Text section =>
☆ ☆ ☆ ☆ ☆ ☆ ☆

Police work the scene where eleven people were killed and six injured during a mass shooting at the Virginia Beach city public works building on May 31, 2019. The shooter, a current and longtime public utilities employee, also was killed. An officer was shot, but was saved by his bullet proof vest. (L. Todd Spencer/Virginian Pilot/TNS)
June 03, 2019

The gunman who killed 12 people at a Virginia Beach municipal building before dying in a shootout with police was identified on Saturday as a disgruntled city engineer and co-worker of most of the victims.

All but one of the victims from Friday’s mass shooting in the coastal resort community were employed by the city, officials said, while the other was a contractor seeking a permit. Four people were wounded.

The gunman, DeWayne Craddock, had worked for the city’s public utilities department for about 15 years, Virginia Beach Police Chief James Cervera said at a news conference. He declined to comment on any possible motive.

“These are 12 individuals who came to work … thinking they would go home in the evening, and they didn’t return and it left a tremendous void in their families and in our community,” Virginia Governor Ralph Northam said at a news conference.

It was the worst mass shooting in the United States since November 2018, when a dozen people were slain at a Los Angeles-area bar and grill by a gunman who then killed himself.

Bodies were found on all three floors of the Virginia Beach building and in a car parked outside, according to authorities.

Cervera described the crime scene as “horrific” and said that investigators who spent the night inside the building endured a “physical, emotional and psychological toll.”

Police said the gunman was armed with two .45 caliber pistols and used an employee pass to enter secure areas before firing “immediately and indiscriminately” on victims while reloading with multiple extended ammunition magazines.

At least one of the pistols was fitted with a “sound suppressor,” police said. Both handguns were bought legally by the shooter within the last three years, Ashan Benedict, a special agent at the U.S. Bureau of Alcohol, Tobacco, Firearms and Explosives, told the news conference.

Two more firearms were found at the home where Craddock lived alone, he said.

☆ ☆ ☆ ☆ ☆ ☆ ☆

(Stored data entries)

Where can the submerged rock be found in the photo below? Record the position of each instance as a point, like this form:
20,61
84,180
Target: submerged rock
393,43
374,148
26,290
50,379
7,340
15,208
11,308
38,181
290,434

☆ ☆ ☆ ☆ ☆ ☆ ☆

Answer these questions from the Virginia Beach shooting text:
1. For about how long had the gunman worked for the city's public utilities department?
2. What weapons did police say the gunman was armed with?
3. Where were two more firearms found?

Answer space =>
1. About 15 years.
2. Two .45 caliber pistols.
3. At the home where Craddock lived alone.